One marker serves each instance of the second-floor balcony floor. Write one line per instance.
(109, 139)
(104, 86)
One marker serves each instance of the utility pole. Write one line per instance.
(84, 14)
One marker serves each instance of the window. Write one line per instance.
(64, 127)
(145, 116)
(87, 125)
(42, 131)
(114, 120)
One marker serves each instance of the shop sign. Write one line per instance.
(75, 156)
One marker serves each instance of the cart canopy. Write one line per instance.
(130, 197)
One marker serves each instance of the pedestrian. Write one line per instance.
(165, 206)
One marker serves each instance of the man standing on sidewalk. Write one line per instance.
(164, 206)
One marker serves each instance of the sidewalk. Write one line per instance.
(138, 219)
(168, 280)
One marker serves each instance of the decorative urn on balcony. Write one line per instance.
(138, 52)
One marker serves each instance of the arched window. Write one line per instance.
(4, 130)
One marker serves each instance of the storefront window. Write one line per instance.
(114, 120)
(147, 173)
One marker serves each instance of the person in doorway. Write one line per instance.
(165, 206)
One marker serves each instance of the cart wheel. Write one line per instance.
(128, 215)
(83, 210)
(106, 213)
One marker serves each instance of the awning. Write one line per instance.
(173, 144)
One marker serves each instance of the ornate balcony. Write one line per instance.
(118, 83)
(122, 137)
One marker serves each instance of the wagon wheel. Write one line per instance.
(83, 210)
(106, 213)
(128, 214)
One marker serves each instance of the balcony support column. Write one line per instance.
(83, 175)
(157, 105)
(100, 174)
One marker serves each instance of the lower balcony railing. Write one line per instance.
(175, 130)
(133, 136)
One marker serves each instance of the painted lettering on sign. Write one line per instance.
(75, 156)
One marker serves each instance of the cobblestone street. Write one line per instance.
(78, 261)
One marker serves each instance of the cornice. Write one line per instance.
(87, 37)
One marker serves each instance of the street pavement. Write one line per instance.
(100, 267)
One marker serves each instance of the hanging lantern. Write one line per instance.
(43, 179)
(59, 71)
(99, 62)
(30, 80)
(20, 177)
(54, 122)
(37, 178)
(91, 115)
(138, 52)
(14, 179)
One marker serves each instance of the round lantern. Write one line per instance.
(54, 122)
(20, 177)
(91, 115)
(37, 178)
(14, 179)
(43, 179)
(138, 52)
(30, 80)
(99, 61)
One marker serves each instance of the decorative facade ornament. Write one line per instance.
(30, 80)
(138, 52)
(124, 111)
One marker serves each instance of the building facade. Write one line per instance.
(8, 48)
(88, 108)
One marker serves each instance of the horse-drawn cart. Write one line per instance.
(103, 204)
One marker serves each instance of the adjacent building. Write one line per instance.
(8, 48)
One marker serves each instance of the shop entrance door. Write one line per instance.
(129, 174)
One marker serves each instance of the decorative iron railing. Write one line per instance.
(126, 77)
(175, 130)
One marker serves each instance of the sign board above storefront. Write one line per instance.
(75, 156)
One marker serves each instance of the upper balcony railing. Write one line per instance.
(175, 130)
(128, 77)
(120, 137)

Your goal: Write out every entry word for word.

Task response:
One marker serves each instance of the second-floor balcony floor. Write one line per instance.
(109, 139)
(104, 86)
One marker serves each instance of the utility pole. Write one line per instance.
(84, 14)
One marker serves each instance of the window. Write one line per instance.
(64, 127)
(145, 116)
(87, 125)
(42, 131)
(114, 120)
One marker serves each instance of the shop sign. Write one line per instance.
(75, 156)
One marker serves each instance of the cart canopy. Write one line per instance.
(130, 197)
One marker serves each instance of the pedestrian. Write one line per instance.
(165, 206)
One marker serves each instance of the man standing on sidewalk. Write one line per instance.
(164, 206)
One marker serves each instance of the sidewalk. Write one line per instance.
(138, 219)
(168, 280)
One marker serves each instance of the decorative urn on balcony. Write one line per instance.
(138, 52)
One marker serves each instance of the arched window. Write one line per instance.
(4, 130)
One marker serves each instance of the storefront window. Write one line per instance.
(114, 120)
(147, 173)
One marker serves each instance of the person in doorway. Write one line per instance.
(165, 206)
One marker serves each instance of the cart wheel. Write one line per instance.
(128, 215)
(83, 210)
(106, 213)
One marker serves each instance of the awning. Write one line per instance.
(173, 144)
One marker serves each instance of the ornate balcony. Write one line per instance.
(118, 83)
(122, 137)
One marker serves each instance of the wagon wheel. Write one line per instance.
(83, 210)
(106, 213)
(128, 214)
One marker serves each instance of the balcony support column. Write one line per instance.
(83, 175)
(157, 105)
(100, 174)
One marker serves each instance of the lower balcony railing. Write one line per instance.
(175, 130)
(133, 136)
One marker serves each instance of the painted lettering on sign. Write one line per instance.
(75, 156)
One marker serves each instance of the cobblestone street. Write one line per instance.
(78, 261)
One marker serves each instance of the cornice. Write one line per instance.
(87, 37)
One marker serves each instance of the street pavement. Write one line per instance.
(100, 267)
One marker serves each instance of the hanging lantern. Write one line per instance.
(43, 179)
(59, 71)
(99, 62)
(30, 80)
(20, 177)
(54, 122)
(37, 178)
(91, 115)
(138, 52)
(14, 179)
One marker serves each instance of the round lantern. Write one line per instance.
(54, 122)
(20, 177)
(91, 115)
(37, 178)
(14, 179)
(43, 179)
(138, 52)
(30, 80)
(99, 61)
One marker serves each instance of the decorative facade ornament. Write one line per instance.
(30, 80)
(138, 52)
(124, 111)
One marker serves each instance of the building facade. Write one line per instance.
(8, 48)
(88, 108)
One marker serves each instance of the horse-drawn cart. Write one line per instance.
(103, 204)
One marker serves each instance of the adjacent building. Write one line per instance.
(8, 48)
One marker serves each instance of the shop entrance door. Write one line per instance.
(129, 174)
One marker serves each instance of the decorative iron railing. Write one line per instance.
(126, 77)
(175, 130)
One marker serves each instance of the sign board above storefront. Write one line per instance.
(75, 156)
One marker serves each instance of the upper balcony railing. Write one line per instance.
(175, 130)
(128, 77)
(120, 137)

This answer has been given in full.